= WRITTEN REQUEST =
Find the line with "point: white prayer" in the data below. Repeat it and every line after it up to the end, exactly, but drop the pictures.

:: EXCERPTED RECORDS

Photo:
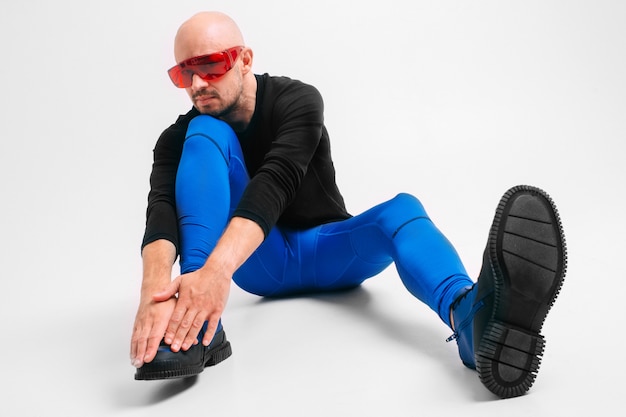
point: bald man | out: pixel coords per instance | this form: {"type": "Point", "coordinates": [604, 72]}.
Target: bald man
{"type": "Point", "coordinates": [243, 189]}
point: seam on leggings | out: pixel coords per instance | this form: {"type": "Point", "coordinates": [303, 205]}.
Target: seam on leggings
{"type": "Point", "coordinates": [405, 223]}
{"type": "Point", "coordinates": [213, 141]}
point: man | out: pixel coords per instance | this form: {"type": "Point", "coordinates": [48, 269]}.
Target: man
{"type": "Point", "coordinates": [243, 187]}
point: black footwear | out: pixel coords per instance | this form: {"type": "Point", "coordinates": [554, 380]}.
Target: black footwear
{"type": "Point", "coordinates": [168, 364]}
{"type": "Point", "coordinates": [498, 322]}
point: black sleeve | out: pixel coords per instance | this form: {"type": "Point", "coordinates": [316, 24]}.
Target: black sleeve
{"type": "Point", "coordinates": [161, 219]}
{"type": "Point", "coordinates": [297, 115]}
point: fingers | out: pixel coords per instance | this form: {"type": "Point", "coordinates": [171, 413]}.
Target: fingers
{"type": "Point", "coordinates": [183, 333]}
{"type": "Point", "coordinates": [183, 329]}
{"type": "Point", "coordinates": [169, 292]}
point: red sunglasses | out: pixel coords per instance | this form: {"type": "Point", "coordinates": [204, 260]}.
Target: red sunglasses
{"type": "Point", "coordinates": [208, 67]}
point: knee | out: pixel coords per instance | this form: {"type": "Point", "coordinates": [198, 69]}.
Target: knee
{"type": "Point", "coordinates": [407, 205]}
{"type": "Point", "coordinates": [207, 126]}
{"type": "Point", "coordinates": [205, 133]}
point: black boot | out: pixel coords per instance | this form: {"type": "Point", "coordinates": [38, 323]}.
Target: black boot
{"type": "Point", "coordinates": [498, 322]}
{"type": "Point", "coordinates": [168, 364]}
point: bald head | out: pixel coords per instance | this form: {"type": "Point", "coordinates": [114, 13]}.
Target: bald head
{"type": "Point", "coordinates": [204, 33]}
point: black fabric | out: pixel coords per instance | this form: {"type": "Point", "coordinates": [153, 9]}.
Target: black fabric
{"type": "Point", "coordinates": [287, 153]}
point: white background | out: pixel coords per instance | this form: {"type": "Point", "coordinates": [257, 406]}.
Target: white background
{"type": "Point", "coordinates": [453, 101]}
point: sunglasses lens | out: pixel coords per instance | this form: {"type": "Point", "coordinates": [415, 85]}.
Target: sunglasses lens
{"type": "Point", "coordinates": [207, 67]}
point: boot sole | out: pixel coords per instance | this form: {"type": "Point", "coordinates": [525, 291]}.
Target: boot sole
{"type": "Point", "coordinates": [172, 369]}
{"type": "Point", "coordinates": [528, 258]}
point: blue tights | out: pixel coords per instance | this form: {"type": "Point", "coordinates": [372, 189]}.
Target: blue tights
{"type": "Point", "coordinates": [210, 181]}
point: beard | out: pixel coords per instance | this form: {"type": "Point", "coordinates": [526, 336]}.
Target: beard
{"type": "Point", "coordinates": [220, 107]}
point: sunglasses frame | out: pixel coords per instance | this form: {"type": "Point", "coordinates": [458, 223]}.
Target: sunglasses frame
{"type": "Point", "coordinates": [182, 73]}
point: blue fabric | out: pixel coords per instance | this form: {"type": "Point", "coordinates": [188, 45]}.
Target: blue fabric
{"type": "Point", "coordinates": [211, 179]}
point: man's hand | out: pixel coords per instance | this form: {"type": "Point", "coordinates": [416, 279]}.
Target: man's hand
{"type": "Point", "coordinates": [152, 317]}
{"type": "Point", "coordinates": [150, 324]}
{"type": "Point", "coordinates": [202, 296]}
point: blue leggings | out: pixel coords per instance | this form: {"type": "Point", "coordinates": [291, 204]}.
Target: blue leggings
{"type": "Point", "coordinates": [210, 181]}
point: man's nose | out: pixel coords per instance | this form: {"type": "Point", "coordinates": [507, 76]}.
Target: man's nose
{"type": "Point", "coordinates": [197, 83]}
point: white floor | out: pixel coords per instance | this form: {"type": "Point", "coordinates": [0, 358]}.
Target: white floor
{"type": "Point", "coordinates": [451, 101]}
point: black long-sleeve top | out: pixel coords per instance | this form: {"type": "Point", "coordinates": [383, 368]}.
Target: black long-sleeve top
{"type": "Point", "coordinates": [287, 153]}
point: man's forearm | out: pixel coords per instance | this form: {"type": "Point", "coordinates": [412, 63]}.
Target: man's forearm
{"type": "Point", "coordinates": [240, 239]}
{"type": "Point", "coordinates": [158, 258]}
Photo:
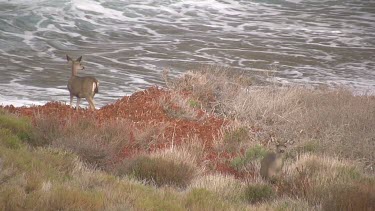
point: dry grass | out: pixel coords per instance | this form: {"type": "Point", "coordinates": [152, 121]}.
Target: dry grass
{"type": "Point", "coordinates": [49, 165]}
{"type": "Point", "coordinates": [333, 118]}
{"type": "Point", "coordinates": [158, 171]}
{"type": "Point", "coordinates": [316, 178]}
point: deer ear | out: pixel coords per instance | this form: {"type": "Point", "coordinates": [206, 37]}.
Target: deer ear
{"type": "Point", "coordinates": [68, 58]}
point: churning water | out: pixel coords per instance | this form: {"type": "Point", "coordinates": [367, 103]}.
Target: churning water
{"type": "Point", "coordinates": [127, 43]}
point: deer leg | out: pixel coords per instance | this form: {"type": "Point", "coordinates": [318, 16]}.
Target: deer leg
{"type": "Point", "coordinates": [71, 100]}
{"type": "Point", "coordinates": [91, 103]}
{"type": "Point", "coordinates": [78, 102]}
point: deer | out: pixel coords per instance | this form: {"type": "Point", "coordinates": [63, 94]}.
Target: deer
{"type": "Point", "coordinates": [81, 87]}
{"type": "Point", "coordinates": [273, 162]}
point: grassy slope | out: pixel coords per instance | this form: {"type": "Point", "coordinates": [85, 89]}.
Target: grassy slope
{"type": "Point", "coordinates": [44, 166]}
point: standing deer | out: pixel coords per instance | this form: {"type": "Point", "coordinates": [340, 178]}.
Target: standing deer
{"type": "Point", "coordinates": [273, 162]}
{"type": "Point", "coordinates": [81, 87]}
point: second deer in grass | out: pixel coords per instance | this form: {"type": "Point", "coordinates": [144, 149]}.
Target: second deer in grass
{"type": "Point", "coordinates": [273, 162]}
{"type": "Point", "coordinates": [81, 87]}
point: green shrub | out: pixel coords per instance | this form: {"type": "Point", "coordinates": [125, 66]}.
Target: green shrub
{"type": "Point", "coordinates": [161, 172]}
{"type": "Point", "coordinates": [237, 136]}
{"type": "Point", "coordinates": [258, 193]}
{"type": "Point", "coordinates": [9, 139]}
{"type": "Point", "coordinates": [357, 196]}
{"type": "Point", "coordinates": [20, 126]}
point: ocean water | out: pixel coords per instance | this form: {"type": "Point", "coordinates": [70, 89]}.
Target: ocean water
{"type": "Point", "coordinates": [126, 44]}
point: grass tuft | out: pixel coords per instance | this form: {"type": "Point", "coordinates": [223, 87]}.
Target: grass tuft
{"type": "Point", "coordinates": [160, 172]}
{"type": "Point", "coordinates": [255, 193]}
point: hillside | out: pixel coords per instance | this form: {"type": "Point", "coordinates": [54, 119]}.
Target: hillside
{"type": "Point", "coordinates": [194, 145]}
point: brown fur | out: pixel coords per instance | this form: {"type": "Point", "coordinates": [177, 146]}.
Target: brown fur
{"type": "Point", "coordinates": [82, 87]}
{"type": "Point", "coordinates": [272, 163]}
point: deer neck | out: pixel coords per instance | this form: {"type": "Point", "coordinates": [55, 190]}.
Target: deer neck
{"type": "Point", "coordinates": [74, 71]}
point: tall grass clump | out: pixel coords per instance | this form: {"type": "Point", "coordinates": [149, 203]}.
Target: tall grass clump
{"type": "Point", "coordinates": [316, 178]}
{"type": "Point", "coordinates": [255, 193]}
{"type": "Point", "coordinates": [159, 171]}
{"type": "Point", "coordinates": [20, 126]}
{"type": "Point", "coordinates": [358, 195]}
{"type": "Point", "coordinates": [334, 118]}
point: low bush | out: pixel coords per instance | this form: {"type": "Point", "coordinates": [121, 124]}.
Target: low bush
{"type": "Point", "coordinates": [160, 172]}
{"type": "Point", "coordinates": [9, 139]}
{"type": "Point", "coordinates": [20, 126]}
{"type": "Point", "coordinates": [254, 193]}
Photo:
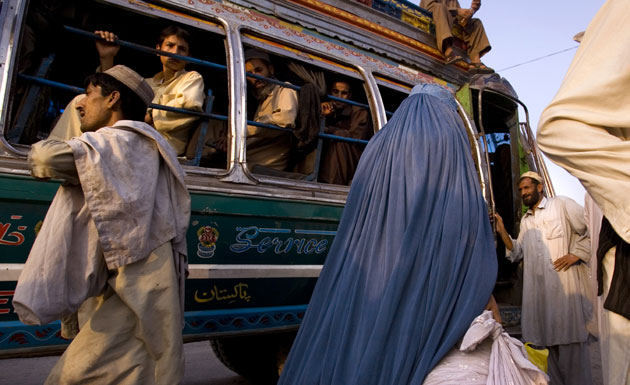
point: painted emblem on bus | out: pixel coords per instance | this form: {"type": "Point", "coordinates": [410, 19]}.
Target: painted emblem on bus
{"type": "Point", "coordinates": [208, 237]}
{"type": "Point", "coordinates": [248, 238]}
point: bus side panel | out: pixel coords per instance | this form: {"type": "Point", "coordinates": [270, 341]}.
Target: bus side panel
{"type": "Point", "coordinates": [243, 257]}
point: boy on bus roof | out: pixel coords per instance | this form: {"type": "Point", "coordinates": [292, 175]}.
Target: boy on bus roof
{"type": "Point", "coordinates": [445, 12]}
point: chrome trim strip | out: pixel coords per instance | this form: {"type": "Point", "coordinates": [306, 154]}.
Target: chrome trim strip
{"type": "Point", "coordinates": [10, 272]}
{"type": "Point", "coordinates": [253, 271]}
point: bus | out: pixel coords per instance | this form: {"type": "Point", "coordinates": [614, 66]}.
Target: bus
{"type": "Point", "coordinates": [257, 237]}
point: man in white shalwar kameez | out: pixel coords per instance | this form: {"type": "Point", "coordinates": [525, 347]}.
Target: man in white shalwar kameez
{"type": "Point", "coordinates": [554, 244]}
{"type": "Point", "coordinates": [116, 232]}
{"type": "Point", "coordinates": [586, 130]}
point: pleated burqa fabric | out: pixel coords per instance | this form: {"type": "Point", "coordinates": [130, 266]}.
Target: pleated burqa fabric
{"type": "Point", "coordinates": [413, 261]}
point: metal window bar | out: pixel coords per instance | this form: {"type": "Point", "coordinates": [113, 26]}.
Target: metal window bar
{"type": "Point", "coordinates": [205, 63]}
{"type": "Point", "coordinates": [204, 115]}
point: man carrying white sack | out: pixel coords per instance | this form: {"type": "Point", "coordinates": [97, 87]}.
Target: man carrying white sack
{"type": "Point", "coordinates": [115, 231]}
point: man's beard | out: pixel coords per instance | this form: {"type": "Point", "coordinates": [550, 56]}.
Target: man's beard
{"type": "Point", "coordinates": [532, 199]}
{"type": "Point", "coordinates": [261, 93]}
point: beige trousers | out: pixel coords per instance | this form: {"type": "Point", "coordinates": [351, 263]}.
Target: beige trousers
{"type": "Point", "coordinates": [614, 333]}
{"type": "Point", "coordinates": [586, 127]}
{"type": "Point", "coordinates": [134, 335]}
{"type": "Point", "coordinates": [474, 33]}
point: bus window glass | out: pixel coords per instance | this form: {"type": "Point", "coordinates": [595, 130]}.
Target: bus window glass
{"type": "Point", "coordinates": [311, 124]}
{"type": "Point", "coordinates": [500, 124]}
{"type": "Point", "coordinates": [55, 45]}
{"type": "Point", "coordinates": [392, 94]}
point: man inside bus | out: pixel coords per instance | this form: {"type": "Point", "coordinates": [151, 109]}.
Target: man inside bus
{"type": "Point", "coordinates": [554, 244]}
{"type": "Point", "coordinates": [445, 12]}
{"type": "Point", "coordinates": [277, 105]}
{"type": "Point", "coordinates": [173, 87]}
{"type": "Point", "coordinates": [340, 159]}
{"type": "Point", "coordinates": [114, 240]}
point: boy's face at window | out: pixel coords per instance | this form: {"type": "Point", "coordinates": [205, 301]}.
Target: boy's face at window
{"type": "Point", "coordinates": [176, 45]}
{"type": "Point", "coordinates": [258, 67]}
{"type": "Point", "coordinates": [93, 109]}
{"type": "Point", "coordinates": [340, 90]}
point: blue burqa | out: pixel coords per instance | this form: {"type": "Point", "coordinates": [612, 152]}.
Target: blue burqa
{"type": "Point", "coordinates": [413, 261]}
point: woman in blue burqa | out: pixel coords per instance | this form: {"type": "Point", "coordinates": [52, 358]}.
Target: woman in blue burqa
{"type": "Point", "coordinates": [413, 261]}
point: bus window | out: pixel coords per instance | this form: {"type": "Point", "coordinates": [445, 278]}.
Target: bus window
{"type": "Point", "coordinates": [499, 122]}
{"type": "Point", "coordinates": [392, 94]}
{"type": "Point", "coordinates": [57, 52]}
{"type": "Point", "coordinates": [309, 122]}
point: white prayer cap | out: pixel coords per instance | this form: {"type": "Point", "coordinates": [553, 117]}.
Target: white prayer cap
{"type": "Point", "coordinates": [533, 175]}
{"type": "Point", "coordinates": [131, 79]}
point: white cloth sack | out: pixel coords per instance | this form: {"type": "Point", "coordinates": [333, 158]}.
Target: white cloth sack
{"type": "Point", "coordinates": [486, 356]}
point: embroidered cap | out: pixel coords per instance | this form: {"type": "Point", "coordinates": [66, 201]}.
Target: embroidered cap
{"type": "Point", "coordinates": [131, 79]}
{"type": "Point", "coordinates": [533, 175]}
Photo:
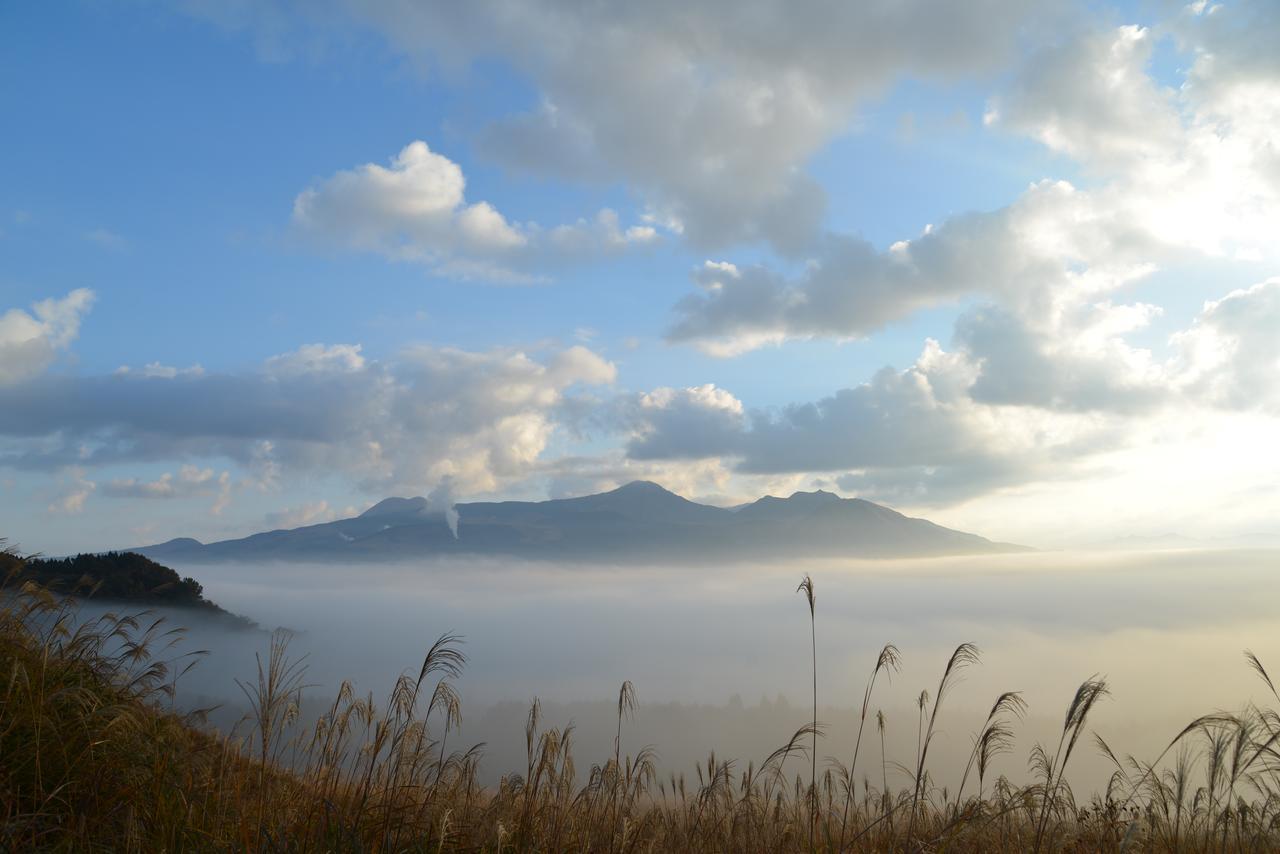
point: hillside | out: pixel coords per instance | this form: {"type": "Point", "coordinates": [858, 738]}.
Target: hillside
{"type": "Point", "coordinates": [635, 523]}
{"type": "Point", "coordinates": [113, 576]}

::::

= COMPLETED TASK =
point: white prayer cap | out: pixel coords per instance | this form: {"type": "Point", "coordinates": [553, 117]}.
Target: white prayer cap
{"type": "Point", "coordinates": [533, 175]}
{"type": "Point", "coordinates": [131, 79]}
point: white cloth sack | out: pixel coords per instance | this form: {"type": "Point", "coordinates": [333, 158]}.
Target: white cloth sack
{"type": "Point", "coordinates": [486, 356]}
point: embroidered cap | out: pixel coords per instance | this form: {"type": "Point", "coordinates": [66, 201]}.
Target: embroidered cap
{"type": "Point", "coordinates": [131, 79]}
{"type": "Point", "coordinates": [533, 175]}
Photo:
point: hillside | out: pixel coords per instance | this form: {"type": "Point", "coordinates": [858, 738]}.
Target: hillside
{"type": "Point", "coordinates": [635, 523]}
{"type": "Point", "coordinates": [113, 576]}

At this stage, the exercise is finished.